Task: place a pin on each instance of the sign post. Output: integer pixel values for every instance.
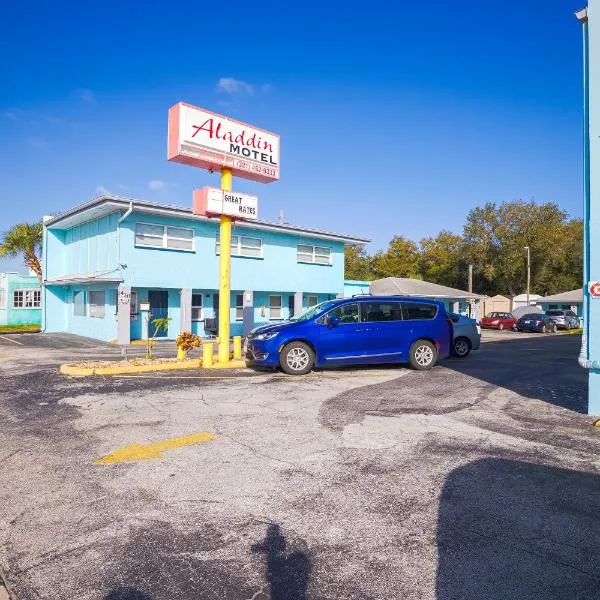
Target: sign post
(225, 273)
(204, 139)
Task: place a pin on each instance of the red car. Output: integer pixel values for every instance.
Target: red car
(497, 320)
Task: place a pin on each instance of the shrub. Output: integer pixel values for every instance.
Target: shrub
(187, 340)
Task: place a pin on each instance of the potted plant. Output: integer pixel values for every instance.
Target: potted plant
(186, 341)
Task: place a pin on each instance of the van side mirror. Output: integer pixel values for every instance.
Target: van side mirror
(333, 321)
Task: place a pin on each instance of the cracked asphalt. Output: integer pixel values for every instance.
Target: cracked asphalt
(479, 479)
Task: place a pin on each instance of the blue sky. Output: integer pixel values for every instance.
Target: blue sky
(395, 117)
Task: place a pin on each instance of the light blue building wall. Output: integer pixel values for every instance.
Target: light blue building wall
(590, 354)
(112, 252)
(20, 299)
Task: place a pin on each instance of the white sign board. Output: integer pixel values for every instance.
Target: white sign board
(594, 288)
(204, 139)
(213, 201)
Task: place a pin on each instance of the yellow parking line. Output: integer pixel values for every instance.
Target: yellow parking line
(176, 376)
(9, 340)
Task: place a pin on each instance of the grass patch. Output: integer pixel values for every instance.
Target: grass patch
(32, 328)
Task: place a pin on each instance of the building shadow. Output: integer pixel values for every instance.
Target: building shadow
(543, 367)
(287, 572)
(515, 530)
(127, 593)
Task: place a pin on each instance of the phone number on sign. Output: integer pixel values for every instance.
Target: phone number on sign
(248, 166)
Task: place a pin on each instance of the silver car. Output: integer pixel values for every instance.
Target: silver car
(564, 319)
(467, 335)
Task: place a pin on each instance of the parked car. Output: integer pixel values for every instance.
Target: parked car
(355, 331)
(467, 335)
(564, 319)
(539, 323)
(498, 320)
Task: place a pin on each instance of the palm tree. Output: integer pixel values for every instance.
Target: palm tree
(25, 239)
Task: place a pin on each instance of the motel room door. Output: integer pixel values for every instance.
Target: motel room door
(159, 307)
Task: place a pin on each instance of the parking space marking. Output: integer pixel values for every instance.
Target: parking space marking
(137, 451)
(6, 339)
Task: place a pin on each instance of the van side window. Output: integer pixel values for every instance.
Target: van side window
(347, 313)
(380, 311)
(416, 311)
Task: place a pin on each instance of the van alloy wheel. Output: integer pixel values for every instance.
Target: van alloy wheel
(297, 359)
(424, 355)
(461, 347)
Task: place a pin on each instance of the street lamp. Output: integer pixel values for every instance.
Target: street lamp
(528, 271)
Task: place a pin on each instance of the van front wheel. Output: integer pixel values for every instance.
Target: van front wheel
(422, 355)
(297, 358)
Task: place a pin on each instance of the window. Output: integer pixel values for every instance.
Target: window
(381, 311)
(347, 313)
(132, 303)
(27, 298)
(314, 254)
(275, 307)
(196, 307)
(242, 245)
(239, 307)
(163, 236)
(79, 304)
(96, 302)
(415, 311)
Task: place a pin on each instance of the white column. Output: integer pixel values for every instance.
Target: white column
(123, 315)
(248, 305)
(185, 310)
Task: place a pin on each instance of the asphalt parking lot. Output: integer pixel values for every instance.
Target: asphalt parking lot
(476, 480)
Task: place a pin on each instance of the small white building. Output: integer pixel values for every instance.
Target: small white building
(521, 300)
(455, 300)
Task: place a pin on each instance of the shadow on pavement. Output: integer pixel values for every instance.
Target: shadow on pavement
(510, 529)
(543, 367)
(286, 573)
(127, 593)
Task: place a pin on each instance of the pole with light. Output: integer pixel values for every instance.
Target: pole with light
(528, 271)
(206, 140)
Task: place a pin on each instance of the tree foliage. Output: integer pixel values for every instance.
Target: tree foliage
(24, 239)
(493, 240)
(401, 259)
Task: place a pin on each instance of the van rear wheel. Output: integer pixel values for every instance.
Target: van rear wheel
(462, 347)
(422, 355)
(297, 358)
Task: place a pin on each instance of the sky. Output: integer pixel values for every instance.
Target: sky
(396, 118)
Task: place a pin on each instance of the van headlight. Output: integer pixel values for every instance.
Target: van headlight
(263, 337)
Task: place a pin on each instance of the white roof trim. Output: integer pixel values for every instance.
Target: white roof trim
(142, 206)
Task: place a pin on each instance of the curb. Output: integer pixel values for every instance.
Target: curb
(68, 369)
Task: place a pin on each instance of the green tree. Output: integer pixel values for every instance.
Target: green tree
(24, 239)
(495, 237)
(357, 264)
(401, 259)
(441, 260)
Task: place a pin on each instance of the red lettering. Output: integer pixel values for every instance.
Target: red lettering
(203, 127)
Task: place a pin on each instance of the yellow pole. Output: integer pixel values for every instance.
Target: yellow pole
(225, 274)
(237, 347)
(207, 355)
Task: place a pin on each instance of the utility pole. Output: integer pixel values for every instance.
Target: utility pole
(528, 272)
(470, 288)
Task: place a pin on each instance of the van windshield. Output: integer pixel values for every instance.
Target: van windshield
(309, 313)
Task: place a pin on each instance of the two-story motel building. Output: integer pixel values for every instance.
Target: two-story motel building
(109, 260)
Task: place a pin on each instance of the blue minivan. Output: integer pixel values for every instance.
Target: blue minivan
(361, 330)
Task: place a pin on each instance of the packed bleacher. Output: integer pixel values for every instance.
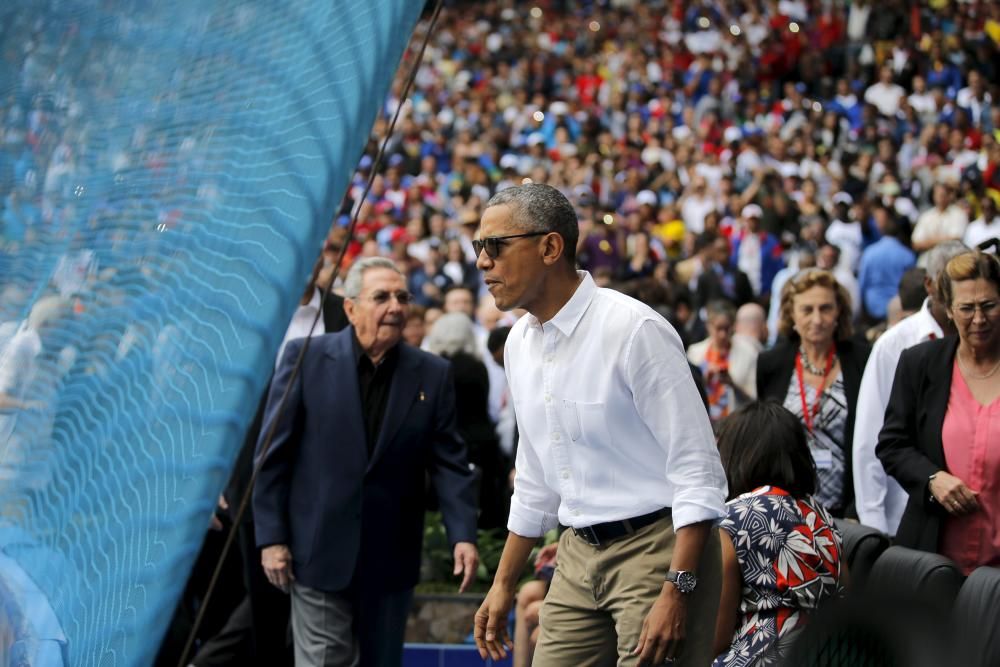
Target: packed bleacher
(724, 159)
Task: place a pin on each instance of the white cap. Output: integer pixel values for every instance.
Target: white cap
(650, 155)
(646, 197)
(843, 198)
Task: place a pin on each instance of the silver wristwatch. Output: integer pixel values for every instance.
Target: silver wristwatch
(684, 581)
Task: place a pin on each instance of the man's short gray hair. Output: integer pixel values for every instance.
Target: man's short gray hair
(537, 207)
(452, 333)
(940, 255)
(352, 284)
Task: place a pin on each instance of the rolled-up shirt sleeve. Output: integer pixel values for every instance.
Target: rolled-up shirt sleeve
(667, 401)
(534, 508)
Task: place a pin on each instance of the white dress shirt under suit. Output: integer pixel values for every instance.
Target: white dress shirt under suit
(879, 499)
(611, 424)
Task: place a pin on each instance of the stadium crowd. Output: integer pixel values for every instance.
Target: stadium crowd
(728, 162)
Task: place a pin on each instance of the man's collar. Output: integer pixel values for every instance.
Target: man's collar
(928, 325)
(315, 301)
(360, 354)
(569, 316)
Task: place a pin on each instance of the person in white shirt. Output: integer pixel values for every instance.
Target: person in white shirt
(885, 95)
(975, 97)
(921, 100)
(943, 222)
(879, 499)
(845, 232)
(615, 443)
(332, 317)
(985, 227)
(829, 259)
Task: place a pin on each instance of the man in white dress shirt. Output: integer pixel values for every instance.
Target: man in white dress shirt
(614, 443)
(879, 499)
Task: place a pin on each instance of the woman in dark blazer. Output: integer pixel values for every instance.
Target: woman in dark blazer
(815, 372)
(941, 426)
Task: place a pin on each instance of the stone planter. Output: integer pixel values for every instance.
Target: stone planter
(441, 619)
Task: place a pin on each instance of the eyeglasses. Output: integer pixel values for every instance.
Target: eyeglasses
(492, 244)
(966, 311)
(380, 297)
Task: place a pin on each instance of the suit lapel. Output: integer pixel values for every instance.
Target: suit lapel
(341, 369)
(939, 370)
(402, 392)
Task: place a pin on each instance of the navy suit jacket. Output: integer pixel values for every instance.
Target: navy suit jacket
(319, 493)
(910, 445)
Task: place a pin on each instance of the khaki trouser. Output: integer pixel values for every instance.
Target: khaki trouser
(593, 613)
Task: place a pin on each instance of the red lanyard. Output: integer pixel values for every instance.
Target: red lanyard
(806, 413)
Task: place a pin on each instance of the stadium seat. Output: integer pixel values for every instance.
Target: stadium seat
(977, 618)
(862, 546)
(907, 576)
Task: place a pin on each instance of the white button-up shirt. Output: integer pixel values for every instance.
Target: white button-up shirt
(611, 424)
(880, 499)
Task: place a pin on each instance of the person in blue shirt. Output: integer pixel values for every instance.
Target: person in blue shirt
(883, 263)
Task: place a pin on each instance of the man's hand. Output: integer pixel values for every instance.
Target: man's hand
(216, 523)
(547, 555)
(466, 563)
(277, 563)
(490, 631)
(663, 630)
(953, 494)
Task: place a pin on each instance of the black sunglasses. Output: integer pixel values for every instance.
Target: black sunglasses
(492, 244)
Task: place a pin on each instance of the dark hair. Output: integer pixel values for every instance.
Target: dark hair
(704, 240)
(763, 444)
(911, 289)
(541, 208)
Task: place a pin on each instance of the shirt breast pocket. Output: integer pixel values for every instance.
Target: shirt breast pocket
(586, 422)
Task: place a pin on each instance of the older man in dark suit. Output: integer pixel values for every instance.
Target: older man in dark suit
(339, 500)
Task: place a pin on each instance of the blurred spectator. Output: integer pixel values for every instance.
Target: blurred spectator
(816, 372)
(755, 252)
(454, 338)
(414, 329)
(882, 265)
(985, 227)
(944, 222)
(720, 280)
(727, 363)
(828, 258)
(751, 325)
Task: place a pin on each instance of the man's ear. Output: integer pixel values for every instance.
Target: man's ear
(552, 248)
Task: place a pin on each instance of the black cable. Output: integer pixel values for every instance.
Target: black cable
(245, 500)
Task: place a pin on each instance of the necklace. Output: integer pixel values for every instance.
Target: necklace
(808, 365)
(972, 375)
(807, 414)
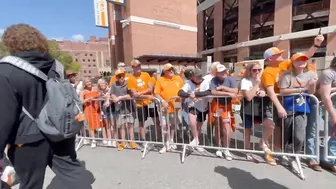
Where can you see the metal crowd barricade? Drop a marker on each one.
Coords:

- **PROBLEM DETAILS**
The range runs from the line with "Target: woman in dark blazer" up to and including the line with "Task: place a pin on each instance of the khaki" in the listing above; please write out exactly those lines and nothing more.

- **RESPONSE AREA**
Target: woman in dark blazer
(815, 372)
(941, 426)
Task: place a pin on each instance of the stone planter. Output: integer pixel values for every instance.
Target: stone planter
(441, 619)
Task: place a pin on each instance of the eyeglasses. Output: integer pixel values for every instance.
Target: eyeglasses
(492, 244)
(966, 311)
(380, 297)
Task: place a pin on each instance of the suit lapel. Output: integer pixel values for every instance.
Target: suit lapel
(341, 369)
(939, 370)
(402, 392)
Task: place a pin on each instance of the navy suit jacket. Output: integer pixel values for every instance.
Target: navy suit jacket
(319, 493)
(910, 445)
Task: place a pin on each instance of the khaki trouser. Output: integer pixel values for every instance.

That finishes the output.